**Required work**
A. In the passage on PWM duty cycle and micro servos, what period goes with a 50Hz frequency?
B. Reproduce everything in the PWM passage from "The Language of" down to "effective intermediate voltage.".

**Passage shown**
## begin

The Relationship Between PWM Duty Cycle and Average Voltage
If you've ever watched a robot's head pan smoothly to track an object, admired the delicate flutter of a model airplane's control surfaces, or wondered how a robotic arm knows just how far to reach, you've witnessed the silent, digital heartbeat of modern robotics: the micro servo motor. At the core of commanding these ubiquitous devices lies a deceptively simple concept with profound implications—the relationship between a PWM signal's duty cycle and its average voltage. This isn't just abstract electronics; it's the literal language we use to whisper commands to our mechanical creations.
What Exactly is a Micro Servo Motor?
Before we dive into the pulses, let's establish what makes a micro servo so special. Unlike a standard DC motor that spins continuously when power is applied, a micro servo motor is a compact, integrated package of magic. It contains: * A small DC motor * A gear train to reduce speed and increase torque * A control circuit * A potentiometer (or other sensor) attached to the output shaft
This last component is the key. The potentiometer provides real-time feedback to the control circuit about the shaft's exact angular position. The servo's entire purpose is to compare this feedback against an incoming command signal and move the motor to make them match. That command signal? It's almost universally a Pulse Width Modulation (PWM) signal.
The Language of Pulses: Understanding PWM
PWM is the digital world's clever hack for simulating analog control. Since microcontrollers (like those on an Arduino or Raspberry Pi) are brilliant at outputting simple ON (5V) and OFF (0V) signals, PWM uses this binary capability to create an effective intermediate voltage.
- Period and Frequency: The PWM signal repeats at a fixed interval called the period. Its inverse is the frequency (e.g., a 50Hz frequency has a 20ms period). Servos typically operate at frequencies between 40-300Hz.
- Pulse Width: This is the duration, usually measured in milliseconds (ms), that the signal is ON (high) during each period.

## end

**Entries provided**
## begin

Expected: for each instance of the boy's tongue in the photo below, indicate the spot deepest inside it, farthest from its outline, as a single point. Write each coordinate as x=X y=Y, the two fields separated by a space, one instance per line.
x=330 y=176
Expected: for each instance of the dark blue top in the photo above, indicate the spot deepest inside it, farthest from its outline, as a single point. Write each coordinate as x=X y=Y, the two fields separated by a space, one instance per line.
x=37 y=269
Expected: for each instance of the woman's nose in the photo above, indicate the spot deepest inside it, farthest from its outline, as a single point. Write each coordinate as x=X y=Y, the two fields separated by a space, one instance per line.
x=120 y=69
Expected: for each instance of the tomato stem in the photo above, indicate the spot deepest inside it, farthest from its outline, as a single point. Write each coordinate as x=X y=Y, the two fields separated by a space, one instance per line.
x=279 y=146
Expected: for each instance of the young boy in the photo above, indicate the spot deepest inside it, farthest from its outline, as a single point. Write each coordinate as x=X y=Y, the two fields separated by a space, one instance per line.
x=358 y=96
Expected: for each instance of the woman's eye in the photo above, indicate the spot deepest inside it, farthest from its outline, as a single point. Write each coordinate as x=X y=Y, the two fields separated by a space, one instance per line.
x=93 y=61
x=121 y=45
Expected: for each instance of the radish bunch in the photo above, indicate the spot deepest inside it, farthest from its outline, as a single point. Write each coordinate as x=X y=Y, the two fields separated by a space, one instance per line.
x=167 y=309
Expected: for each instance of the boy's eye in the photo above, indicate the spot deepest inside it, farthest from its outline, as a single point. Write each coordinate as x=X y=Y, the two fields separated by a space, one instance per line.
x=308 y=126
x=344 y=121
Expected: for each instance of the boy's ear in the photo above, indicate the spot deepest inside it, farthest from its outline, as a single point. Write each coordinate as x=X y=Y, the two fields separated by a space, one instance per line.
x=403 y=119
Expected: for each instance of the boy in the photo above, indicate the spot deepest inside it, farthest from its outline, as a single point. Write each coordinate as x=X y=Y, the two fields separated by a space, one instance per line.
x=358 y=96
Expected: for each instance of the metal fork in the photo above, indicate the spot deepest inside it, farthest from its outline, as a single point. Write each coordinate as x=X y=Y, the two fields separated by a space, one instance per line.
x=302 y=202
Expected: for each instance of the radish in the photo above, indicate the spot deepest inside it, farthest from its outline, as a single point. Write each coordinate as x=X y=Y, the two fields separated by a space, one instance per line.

## end

**Responses to the exercise**
A. A 50Hz frequency has a 20ms period.

B.
The Language of Pulses: Understanding PWM
PWM is the digital world's clever hack for simulating analog control. Since microcontrollers (like those on an Arduino or Raspberry Pi) are brilliant at outputting simple ON (5V) and OFF (0V) signals, PWM uses this binary capability to create an effective intermediate voltage.